### Problem description
Each line of the data has to be retyped exactly as it is.

### Records
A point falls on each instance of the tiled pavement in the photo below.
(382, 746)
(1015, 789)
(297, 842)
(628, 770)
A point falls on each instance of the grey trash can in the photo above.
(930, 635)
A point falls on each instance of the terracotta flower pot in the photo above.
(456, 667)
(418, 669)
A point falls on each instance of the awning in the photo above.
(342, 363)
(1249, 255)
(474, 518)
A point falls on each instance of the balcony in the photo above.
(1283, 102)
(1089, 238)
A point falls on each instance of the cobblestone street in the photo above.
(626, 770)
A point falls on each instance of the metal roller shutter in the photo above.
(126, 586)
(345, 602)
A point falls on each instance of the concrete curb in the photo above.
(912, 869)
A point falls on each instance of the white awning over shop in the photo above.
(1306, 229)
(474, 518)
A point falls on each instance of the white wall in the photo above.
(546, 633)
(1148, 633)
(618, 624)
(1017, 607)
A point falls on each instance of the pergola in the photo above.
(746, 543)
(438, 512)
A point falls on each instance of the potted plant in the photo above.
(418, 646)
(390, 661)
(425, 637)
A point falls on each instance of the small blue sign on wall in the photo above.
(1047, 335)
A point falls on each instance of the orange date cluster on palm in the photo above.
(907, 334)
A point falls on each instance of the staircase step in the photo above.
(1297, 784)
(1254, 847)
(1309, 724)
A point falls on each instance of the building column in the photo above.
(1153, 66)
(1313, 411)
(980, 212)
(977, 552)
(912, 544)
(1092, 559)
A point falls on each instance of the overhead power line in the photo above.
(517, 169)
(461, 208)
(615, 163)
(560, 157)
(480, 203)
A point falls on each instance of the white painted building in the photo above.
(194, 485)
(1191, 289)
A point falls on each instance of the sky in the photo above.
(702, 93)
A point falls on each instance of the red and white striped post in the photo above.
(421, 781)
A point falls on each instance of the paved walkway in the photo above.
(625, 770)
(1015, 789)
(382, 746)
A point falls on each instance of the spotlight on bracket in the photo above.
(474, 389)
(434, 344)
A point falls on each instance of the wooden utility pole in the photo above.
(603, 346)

### Reply
A point falls on each instance of the tiled pavement in the photo below.
(382, 746)
(1015, 789)
(297, 842)
(628, 770)
A point falls on each instance of the grey trash can in the photo above.
(930, 635)
A point falls on each instance of the terracotta flower pot in the photo above.
(456, 667)
(418, 669)
A point falls on each instance of the awning in the photo above.
(342, 363)
(1249, 255)
(474, 518)
A point falls on each instance of the balcony in the photo above.
(1283, 102)
(1089, 238)
A point falls on each instance of the cobblestone street in the photo above.
(626, 770)
A point falls on each instance of the metal roller shutter in the photo above.
(126, 586)
(345, 602)
A point falls on each instance of the concrete curb in the photo above.
(912, 869)
A point falls on each instance of the white awning over shop in the photo above.
(1306, 229)
(474, 518)
A point falls on each instance of the white wall in the photo above.
(546, 633)
(1148, 633)
(618, 624)
(1017, 607)
A point falls on each instance of the pergola in the photo above.
(746, 543)
(438, 512)
A point falls on each instance of the potted plant in the photo above.
(418, 646)
(390, 661)
(425, 637)
A point falls on each instance of the small blue sign on wall in the photo above.
(1047, 335)
A point falls on each instance of the orange date cluster on palm in the photo above.
(907, 334)
A point falls on each instance of the staircase step in the photo above.
(1297, 784)
(1254, 847)
(1309, 724)
A point falls on each instance of the building column in the photo above.
(1153, 66)
(1313, 411)
(980, 212)
(977, 552)
(912, 544)
(1092, 559)
A point falls on each instance of the overhead power line in the photo above.
(517, 169)
(461, 208)
(615, 163)
(560, 157)
(480, 203)
A point falls on each instance of the white painted building in the photo above.
(194, 485)
(1191, 289)
A point falls on each instance of the sky in the photo above.
(702, 93)
A point falls on each instance of the red and white striped post in the photo above.
(421, 781)
A point falls on each instance of the paved walkway in the photo above.
(625, 770)
(1015, 789)
(382, 746)
A point falls on each instance of the spotlight on bracket in the photo above.
(474, 389)
(434, 344)
A point falls on each instance of the wooden utility pole in the photo above.
(603, 346)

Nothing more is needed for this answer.